__SHORT PROBLEM__.
Reproduce the listing below verbatim, line for line.

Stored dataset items
================================

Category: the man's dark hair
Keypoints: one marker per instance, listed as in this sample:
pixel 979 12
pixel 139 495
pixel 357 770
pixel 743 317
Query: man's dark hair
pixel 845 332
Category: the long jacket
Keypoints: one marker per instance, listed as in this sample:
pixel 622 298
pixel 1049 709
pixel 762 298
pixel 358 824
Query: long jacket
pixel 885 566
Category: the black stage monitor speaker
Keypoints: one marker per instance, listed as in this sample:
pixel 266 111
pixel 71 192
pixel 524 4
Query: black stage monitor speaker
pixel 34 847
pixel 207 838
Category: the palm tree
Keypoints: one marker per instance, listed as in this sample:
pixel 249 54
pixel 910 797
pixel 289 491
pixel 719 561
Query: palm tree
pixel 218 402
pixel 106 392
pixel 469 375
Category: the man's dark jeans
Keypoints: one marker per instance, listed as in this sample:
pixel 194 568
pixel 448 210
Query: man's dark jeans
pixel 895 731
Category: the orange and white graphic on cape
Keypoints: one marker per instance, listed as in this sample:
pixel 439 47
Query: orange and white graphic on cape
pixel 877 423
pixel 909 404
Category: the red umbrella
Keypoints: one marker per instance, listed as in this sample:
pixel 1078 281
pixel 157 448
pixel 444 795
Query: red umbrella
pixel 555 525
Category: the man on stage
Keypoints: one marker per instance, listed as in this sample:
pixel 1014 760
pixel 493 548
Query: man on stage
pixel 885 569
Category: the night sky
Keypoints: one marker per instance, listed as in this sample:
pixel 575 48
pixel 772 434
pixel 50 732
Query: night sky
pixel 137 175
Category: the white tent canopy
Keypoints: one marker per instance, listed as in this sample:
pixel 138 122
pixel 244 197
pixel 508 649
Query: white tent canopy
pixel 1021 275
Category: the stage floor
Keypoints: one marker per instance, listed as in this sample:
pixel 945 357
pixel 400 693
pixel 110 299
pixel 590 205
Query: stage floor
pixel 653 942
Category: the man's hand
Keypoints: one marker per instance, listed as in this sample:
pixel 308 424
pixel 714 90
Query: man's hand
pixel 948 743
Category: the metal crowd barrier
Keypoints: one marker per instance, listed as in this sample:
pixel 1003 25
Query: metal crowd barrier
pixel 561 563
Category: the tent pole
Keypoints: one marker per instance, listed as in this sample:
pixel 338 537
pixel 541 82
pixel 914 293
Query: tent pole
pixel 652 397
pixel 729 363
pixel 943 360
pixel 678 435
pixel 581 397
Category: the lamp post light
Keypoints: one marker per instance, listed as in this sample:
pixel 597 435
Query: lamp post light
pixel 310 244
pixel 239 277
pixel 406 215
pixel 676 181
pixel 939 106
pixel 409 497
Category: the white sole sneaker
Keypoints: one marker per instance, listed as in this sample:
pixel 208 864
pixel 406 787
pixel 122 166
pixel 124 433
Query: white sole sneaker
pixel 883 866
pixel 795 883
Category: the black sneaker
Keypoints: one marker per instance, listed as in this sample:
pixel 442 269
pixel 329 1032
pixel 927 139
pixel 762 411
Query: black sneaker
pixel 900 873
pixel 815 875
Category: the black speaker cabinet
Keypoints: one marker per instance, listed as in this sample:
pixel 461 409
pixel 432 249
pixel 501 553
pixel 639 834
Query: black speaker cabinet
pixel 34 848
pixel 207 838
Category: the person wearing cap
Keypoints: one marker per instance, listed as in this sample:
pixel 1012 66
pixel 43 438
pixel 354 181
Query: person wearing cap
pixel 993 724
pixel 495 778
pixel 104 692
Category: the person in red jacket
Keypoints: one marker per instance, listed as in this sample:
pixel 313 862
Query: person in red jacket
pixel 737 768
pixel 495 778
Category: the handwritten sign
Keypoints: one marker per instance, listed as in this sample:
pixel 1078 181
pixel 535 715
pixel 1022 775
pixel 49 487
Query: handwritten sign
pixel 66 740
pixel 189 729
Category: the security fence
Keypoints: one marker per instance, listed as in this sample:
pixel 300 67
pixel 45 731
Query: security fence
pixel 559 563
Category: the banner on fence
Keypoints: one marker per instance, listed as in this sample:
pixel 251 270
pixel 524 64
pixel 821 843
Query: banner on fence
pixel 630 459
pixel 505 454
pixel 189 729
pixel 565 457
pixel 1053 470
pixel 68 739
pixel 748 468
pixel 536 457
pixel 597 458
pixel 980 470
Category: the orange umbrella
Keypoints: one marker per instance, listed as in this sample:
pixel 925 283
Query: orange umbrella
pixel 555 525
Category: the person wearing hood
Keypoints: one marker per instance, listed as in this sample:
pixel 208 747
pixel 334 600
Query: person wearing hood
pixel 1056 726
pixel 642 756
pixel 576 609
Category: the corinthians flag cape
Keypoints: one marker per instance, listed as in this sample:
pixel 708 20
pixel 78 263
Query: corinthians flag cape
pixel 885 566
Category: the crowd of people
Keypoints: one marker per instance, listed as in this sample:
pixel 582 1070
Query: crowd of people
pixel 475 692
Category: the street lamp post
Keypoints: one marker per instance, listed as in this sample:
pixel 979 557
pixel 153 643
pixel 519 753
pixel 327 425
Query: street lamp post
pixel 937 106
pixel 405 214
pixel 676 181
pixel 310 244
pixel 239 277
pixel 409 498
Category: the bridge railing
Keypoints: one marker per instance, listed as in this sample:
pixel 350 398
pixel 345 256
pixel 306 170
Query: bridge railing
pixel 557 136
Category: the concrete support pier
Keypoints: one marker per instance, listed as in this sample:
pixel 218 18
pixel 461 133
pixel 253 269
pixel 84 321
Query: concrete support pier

================================

__EXPECTED OUTPUT__.
Category: the man's dark hair
Keypoints: one marker per instance, listed as in this sample:
pixel 979 12
pixel 139 495
pixel 357 770
pixel 743 317
Query: man's dark hair
pixel 845 332
Category: the long jacket
Keypoints: one marker per instance, listed as in this sample:
pixel 622 298
pixel 1049 709
pixel 762 298
pixel 358 824
Query: long jacket
pixel 885 566
Category: the black stage monitor speaker
Keypoints: one marker per instance, listed as in this sample:
pixel 266 111
pixel 71 192
pixel 524 4
Query: black stage monitor speaker
pixel 34 847
pixel 207 838
Category: the palm tree
Keypoints: one marker per instance, listed as in this sample:
pixel 249 54
pixel 910 797
pixel 289 491
pixel 719 561
Query: palm tree
pixel 218 402
pixel 106 392
pixel 469 375
Category: the man's dark jeans
Keypoints: one marker per instance, listed as in this sample:
pixel 194 568
pixel 448 210
Query: man's dark jeans
pixel 895 731
Category: the orange and white graphic on cape
Keypoints: one marker per instance, listed as in this sample:
pixel 439 47
Query: orange and white graphic on cape
pixel 877 423
pixel 909 404
Category: the red umbrella
Keypoints: one marker per instance, listed as in this sample:
pixel 1078 281
pixel 157 448
pixel 444 795
Query: red umbrella
pixel 555 525
Category: the man on stage
Keypoints: one marker per instance, listed as in this sample:
pixel 1014 760
pixel 493 548
Query: man on stage
pixel 885 569
Category: the night sky
Keypoints: one marker per instance, listed as in this sample:
pixel 575 48
pixel 772 434
pixel 50 732
Query: night sky
pixel 137 175
Category: the white tent canopy
Keypoints: one marker per instance, listed as in this sample:
pixel 138 122
pixel 244 197
pixel 508 649
Query: white tent canopy
pixel 1021 275
Category: the stage floor
Keypoints: one marker per instance, listed as in this sample:
pixel 945 357
pixel 400 693
pixel 110 299
pixel 590 205
Query: stage floor
pixel 653 942
Category: the man's hand
Keypoints: one marker per instance, listed as in this sample:
pixel 308 424
pixel 714 90
Query: man's hand
pixel 948 743
Category: the metal crowd barrier
Keypoints: one marker per instance, listed as in this sample:
pixel 1003 25
Query: metal crowd barrier
pixel 561 563
Category: the tent pole
Keypoints: one marker per instance, listed as in this sample:
pixel 338 537
pixel 541 82
pixel 914 293
Query: tent pole
pixel 652 397
pixel 729 363
pixel 943 360
pixel 678 435
pixel 581 397
Category: the lamp post light
Keypoints: one marker per instance, listed as in this sample:
pixel 597 435
Query: lamp post light
pixel 310 244
pixel 239 277
pixel 406 215
pixel 676 181
pixel 939 106
pixel 409 497
Category: the white sole sneaker
Keypoints: one marker per instance, listed as in this sample:
pixel 208 864
pixel 406 787
pixel 122 166
pixel 124 433
Query: white sole sneaker
pixel 883 866
pixel 795 883
Category: the black sneaker
Keypoints: one marker per instance, listed as in this sample:
pixel 442 269
pixel 329 1032
pixel 927 139
pixel 762 411
Query: black sneaker
pixel 900 873
pixel 815 875
Category: the black speaker cabinet
Keypoints: one marker per instance, listed as in this sample:
pixel 461 409
pixel 432 249
pixel 501 553
pixel 639 834
Query: black speaker cabinet
pixel 34 848
pixel 207 838
Category: the person wearing cap
Keypoints: one marker per instance, listed as in this sample:
pixel 1012 66
pixel 43 438
pixel 354 181
Query: person wearing cap
pixel 993 724
pixel 495 778
pixel 104 692
Category: the person in red jacket
Keypoints: one marker per instance, listed as in this sample:
pixel 313 862
Query: person in red jacket
pixel 737 768
pixel 495 778
Category: the handwritten sign
Keypoints: one marker per instance, listed as in this sample:
pixel 1078 181
pixel 535 715
pixel 1022 775
pixel 49 487
Query: handwritten sign
pixel 66 740
pixel 189 729
Category: the security fence
Keypoints: one marker per instance, listed as in this sample:
pixel 300 67
pixel 45 731
Query: security fence
pixel 559 563
Category: the banner on fence
Keypoints: one marker per instance, listed as in this sample:
pixel 251 270
pixel 524 64
pixel 821 843
Query: banner on fence
pixel 630 459
pixel 505 454
pixel 189 729
pixel 565 457
pixel 1053 470
pixel 68 739
pixel 748 468
pixel 536 457
pixel 597 458
pixel 980 470
Category: the orange umbrella
Keypoints: one marker per instance, listed as in this sample:
pixel 925 283
Query: orange umbrella
pixel 555 525
Category: the person wearing hood
Keypoints: one marker per instance, listed as in this sample:
pixel 208 747
pixel 334 600
Query: person wearing hood
pixel 1056 726
pixel 642 756
pixel 576 609
Category: the corinthians flag cape
Keypoints: one marker per instance, listed as in this sample:
pixel 708 20
pixel 78 263
Query: corinthians flag cape
pixel 885 566
Category: the crowd of people
Keypoints: one marker per instance, listed as in this sample:
pixel 582 1070
Query: crowd of people
pixel 475 692
Category: the street lamp post
Keypoints: one marker per instance, listed as in this sample:
pixel 979 557
pixel 153 643
pixel 519 753
pixel 327 425
Query: street lamp post
pixel 937 106
pixel 405 214
pixel 676 181
pixel 310 244
pixel 239 277
pixel 409 498
Category: the bridge railing
Keypoints: one marker per instance, listed as in this sample:
pixel 350 398
pixel 345 256
pixel 306 170
Query: bridge railing
pixel 557 136
Category: the concrete support pier
Keypoints: one marker per instance, listed as in this sample:
pixel 218 18
pixel 461 133
pixel 253 269
pixel 84 321
Query: concrete support pier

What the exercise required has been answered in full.